▶ _TEXT EXCERPT_:
Picture your sweet 6-month old infant in her crib. You play peek-a-boo and she giggles. You scrunch your nose up and she giggles again. You pick up this tiny, sweet bundle of joy in your arms. You hold her to your face and you say, “OK kiddo, today you are going to go jogging with me. Put on your shoes. No more carriage rides for you!”

Preposterous? Of course. But isn’t that what we do to ourselves? Isn’t this what we are asking of our employees, our co-workers, our leaders? We learned to walk one step at a time. We got into whatever mess we are in, one step at a time. We can get out…but it will take some patience; some practice; some perseverance. We aren’t going to jump directly to the solution any more than our 6-month old baby is going to run the marathon today.

I’m working on changing some things in my life. I’ve discovered a lot of it is about my willingness. Am I willing to change? Am I willing to let go? What is worth the holding on? What requires the letting go? Whenever I run into an obstacle, I first have to work on being willing to do what I need to do.

More importantly, I need to figure out:  what am I holding on to? And why? Where’s the ‘juice?’ Where’s the benefit for this stubborn silliness? How the hell did I get here? We talk about addictions to cigarettes or booze, but methinks most of what we won’t release comes from some level of addiction. We say we want to change. We are sure we could be less miserable. But we are comfortable in our misery. It gives us a familiar song to sing: “Woe is me. Poor Me. Feel sorry for me. See I can’t do anything for you because I can’t do anything for me.” Or worse, we wallow because we want / expect someone else to rescue us from the mess we created all by our lonesome.

▶ _DATA LISTING_:
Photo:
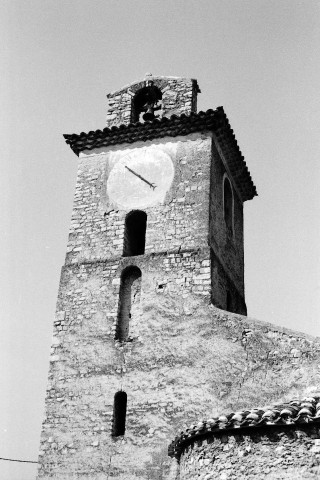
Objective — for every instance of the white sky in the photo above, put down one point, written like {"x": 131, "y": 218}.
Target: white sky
{"x": 259, "y": 59}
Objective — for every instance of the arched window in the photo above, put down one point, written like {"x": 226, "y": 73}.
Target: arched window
{"x": 135, "y": 233}
{"x": 129, "y": 295}
{"x": 119, "y": 414}
{"x": 228, "y": 204}
{"x": 145, "y": 102}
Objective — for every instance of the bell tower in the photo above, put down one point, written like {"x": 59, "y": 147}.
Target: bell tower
{"x": 156, "y": 237}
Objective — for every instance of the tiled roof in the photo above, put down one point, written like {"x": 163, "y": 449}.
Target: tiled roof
{"x": 211, "y": 120}
{"x": 293, "y": 413}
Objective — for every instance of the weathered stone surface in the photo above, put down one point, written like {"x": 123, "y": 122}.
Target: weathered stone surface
{"x": 179, "y": 95}
{"x": 276, "y": 455}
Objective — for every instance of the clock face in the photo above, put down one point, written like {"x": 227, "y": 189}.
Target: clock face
{"x": 140, "y": 178}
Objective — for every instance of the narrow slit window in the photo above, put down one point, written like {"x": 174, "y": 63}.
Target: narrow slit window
{"x": 146, "y": 102}
{"x": 229, "y": 302}
{"x": 228, "y": 204}
{"x": 129, "y": 296}
{"x": 119, "y": 414}
{"x": 135, "y": 233}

▶ _TASKS TO PERFORM_:
A: Sum up the text on change and willingness in two sentences.
B: Write the next part of the text on change and willingness, picking up right after its final sentence.
The items come separately from the text and are not tied to it.

▶ _ANSWERS BELOW_:
A: The writer uses the absurd image of telling a 6-month-old to go jogging to argue that we got into our messes one step at a time and can only get out the same way, with patience, practice, and perseverance. Working on changes in the writer's own life has shown that change rests on willingness and on asking what we hold on to and why, because we often stay comfortable in our misery or wait for someone else to rescue us.

B:
I’m finding it interesting how many people and how many companies are using ‘the economy’ as an excuse. “Oh, we were fine until THE ECONOMY tanked.” Really?   OK -I’ll buy that the economy has really affected some sectors- especially the tourism markets. But many economists are saying a lot of this is the result of a collective belief that “things are bad.”

Yes, the boys in Washington; the CEO’s heading up big investment and oil firms should all be sent to their rooms without supper — for the rest of the decade. Personally, I think they should all be forced to sell all but 2 of their homes and put the money back into the US Treasury. That goes for all our politicians, too. Now THERE is a Bailout Plan.

But WE each need to be accountable, too. To take a look at our own lives and ask ourselves:

  • What can I let go of? Why?
  • What do I need to hold on to? Why?
  • What changes can I make in my life, my behaviors, my relationships? How?
  • What baby steps can I take to move forward – today, this week, this month?
  • If I had it to do over, what would I do differently?
  • How can I implement that strategy now?

There’s no benefit in beating yourself up for the past. Just take that first step. I realized that was what kept stopping me. I’d see something I wanted to change, then spent the better part of the day being angry with myself for “letting it get this far out of whack.” Doesn’t do much good to do that! Now I just say, “Stop. Just DO something. Anything!” That helps.

Just like the infant in the crib- we will have to build up some new muscles to walk before we can run. That may mean taking a class; learning a new skill; letting go of one little bad habit a month.

We learned to walk when we were babies. That was a HUGE transition. Think about it: we went from horizontal to vertical in one day! We had feet suited for dragging along behind knees and figured out how to bend them so we could walk on the bottoms. Our little diapered butts were way out of proportion to allow balance. And our tummies hung over the diapers like beer bellies. Yet- we walked.

We can make the right transitions to deal with whatever it is that challenges us today. Ready? One – Step – at- a – time. Good Luck!

Happy trails,



© 2008 Beth Terry Seminars, inc.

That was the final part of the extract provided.